• Short exercise 1:
Answer these questions from the passage about Ally:
(a) How old is Anna Halprin?
(b) Until what date does the exhibition run at the Fabric Workshop and Museum?
(c) Through which film did Antoni first discover Halprin?

• Passage:
— Begin —

Taking Off from Anna Halprin’s Dance Deck: Ally at the Fabric Workshop and Museum
by Jonathan Stein
Ninety-five-year-old Anna Halprin is the great grandmom of post-modern dance. For over sixty years, twentieth-century dance and performance innovators such as Merce Cunningham, Simone Forti, Trisha Brown, and Yvonne Rainer have been playing and inventing with Halprin on her outdoor dance deck in Marin County, California. “When you reach up in a room, psychologically you go as far as the roof; outside, you go as far as the sky,” Halprin told a writer on her ninety-fifth birthday tribute last year.
Halprin’s most recent dance deck-mates have included Janine Antoni and Stephen Petronio, two artists who have worked together on eight projects; she is the guiding spirit of their intergenerational collaboration and four-floor exhibition of live dance, sculpture, installation, and video at the Fabric Workshop and Museum (FWM) through July 31.The result is Ally, a rich and multi-layered exhibition of art and performance that the FWM describes as conceived and performed by Antoni in collaboration with Petronio and Halprin.
Petronio confessed over lunch at the press preview that he knew Halprin initially only as a historical figure (par for the course in the New York-centric dance world); Antoni, a sculptor who has long plumbed the psychological, religious, and metaphysical meanings of the body and who relishes “taking the ephemeral into art spaces,” only discovered Halprin through the first biographical feature film about her, Breath Made Visible (2009) by Ruedi Gerber. Antoni says she “was blown away” by Halprin’s life and career, and, as she told me, soon after seeing the film, she rushed out to a West Coast workshop with Halprin (and she will also head west to work with her at the close of this exhibition). For a year, Antoni withheld from Halprin the fact that she was an artist and considering a mid-career retrospective. When she finally asked Halprin to make a dance for her, Halprin instead chose to have Antoni, who had never danced in performance, become the dancer. As Antoni has related in Artforum, “of course, anyone could be a dancer to her! She knew immediately what she wanted me to do. ‘You have to work with paper. And maybe you’d like to take off your clothes.’”

— End —

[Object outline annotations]
— Begin —

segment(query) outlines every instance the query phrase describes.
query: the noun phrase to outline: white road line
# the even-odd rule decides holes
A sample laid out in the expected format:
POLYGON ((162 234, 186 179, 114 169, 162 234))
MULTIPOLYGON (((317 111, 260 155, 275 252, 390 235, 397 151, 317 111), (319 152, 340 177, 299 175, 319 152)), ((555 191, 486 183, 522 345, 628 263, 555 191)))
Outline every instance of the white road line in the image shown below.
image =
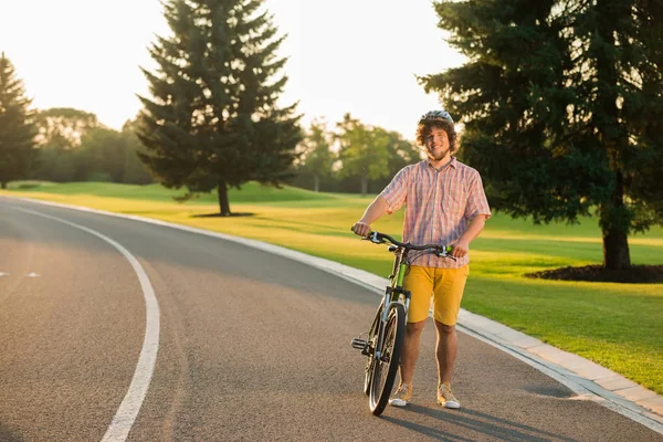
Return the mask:
POLYGON ((119 408, 117 409, 108 430, 106 430, 106 434, 104 434, 104 439, 102 439, 102 442, 124 442, 129 435, 131 425, 134 425, 136 417, 138 415, 138 411, 140 410, 143 401, 147 396, 147 390, 149 389, 149 383, 155 371, 155 364, 157 361, 157 352, 159 350, 159 303, 157 302, 155 290, 152 288, 149 278, 147 277, 147 274, 143 270, 143 266, 138 260, 124 246, 108 236, 86 227, 78 225, 60 218, 28 209, 13 209, 71 225, 106 241, 108 244, 117 249, 119 253, 127 259, 127 261, 129 261, 131 267, 134 267, 134 271, 138 276, 140 287, 143 288, 143 296, 145 298, 146 307, 146 326, 143 349, 140 350, 140 357, 138 358, 138 364, 136 366, 136 371, 134 371, 134 378, 129 385, 129 390, 119 404, 119 408))

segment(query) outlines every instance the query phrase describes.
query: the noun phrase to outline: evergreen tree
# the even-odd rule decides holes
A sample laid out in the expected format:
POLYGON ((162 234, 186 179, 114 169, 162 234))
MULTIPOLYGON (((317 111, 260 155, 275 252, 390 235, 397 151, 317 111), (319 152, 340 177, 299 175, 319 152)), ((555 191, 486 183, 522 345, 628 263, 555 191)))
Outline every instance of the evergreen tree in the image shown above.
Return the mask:
POLYGON ((29 108, 22 81, 15 77, 14 66, 0 56, 0 187, 28 178, 35 154, 36 126, 29 108))
POLYGON ((435 4, 469 62, 420 78, 465 123, 491 202, 535 222, 596 210, 603 265, 663 224, 663 8, 654 0, 435 4))
POLYGON ((249 180, 280 186, 293 176, 301 140, 296 104, 280 108, 285 64, 263 0, 169 0, 170 38, 150 49, 157 72, 144 70, 152 99, 138 136, 140 158, 166 187, 188 194, 219 192, 230 215, 229 188, 249 180))

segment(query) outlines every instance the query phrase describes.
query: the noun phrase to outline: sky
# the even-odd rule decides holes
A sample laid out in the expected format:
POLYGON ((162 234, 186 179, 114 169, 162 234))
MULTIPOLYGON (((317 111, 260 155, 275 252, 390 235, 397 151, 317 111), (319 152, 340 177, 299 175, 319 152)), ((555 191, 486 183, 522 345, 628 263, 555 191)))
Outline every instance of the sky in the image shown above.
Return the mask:
MULTIPOLYGON (((303 124, 350 113, 414 138, 419 116, 441 108, 415 75, 459 66, 430 0, 266 0, 288 59, 281 105, 299 102, 303 124)), ((158 0, 0 0, 0 52, 36 108, 92 112, 119 129, 147 95, 140 66, 169 29, 158 0)))

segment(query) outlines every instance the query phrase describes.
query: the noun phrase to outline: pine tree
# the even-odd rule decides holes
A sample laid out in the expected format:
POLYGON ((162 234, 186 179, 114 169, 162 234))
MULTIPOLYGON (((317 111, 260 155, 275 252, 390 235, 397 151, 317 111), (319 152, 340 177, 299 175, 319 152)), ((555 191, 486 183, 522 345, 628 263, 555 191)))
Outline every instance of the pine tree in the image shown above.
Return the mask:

— End —

• Short exercise 2:
Count the lines of the records that contain the string "road", with case counting, and reply with only that number.

• Solution 1:
(a) Ninety-five.
(b) July 31.
(c) Breath Made Visible (2009), by Ruedi Gerber.

• Solution 2:
2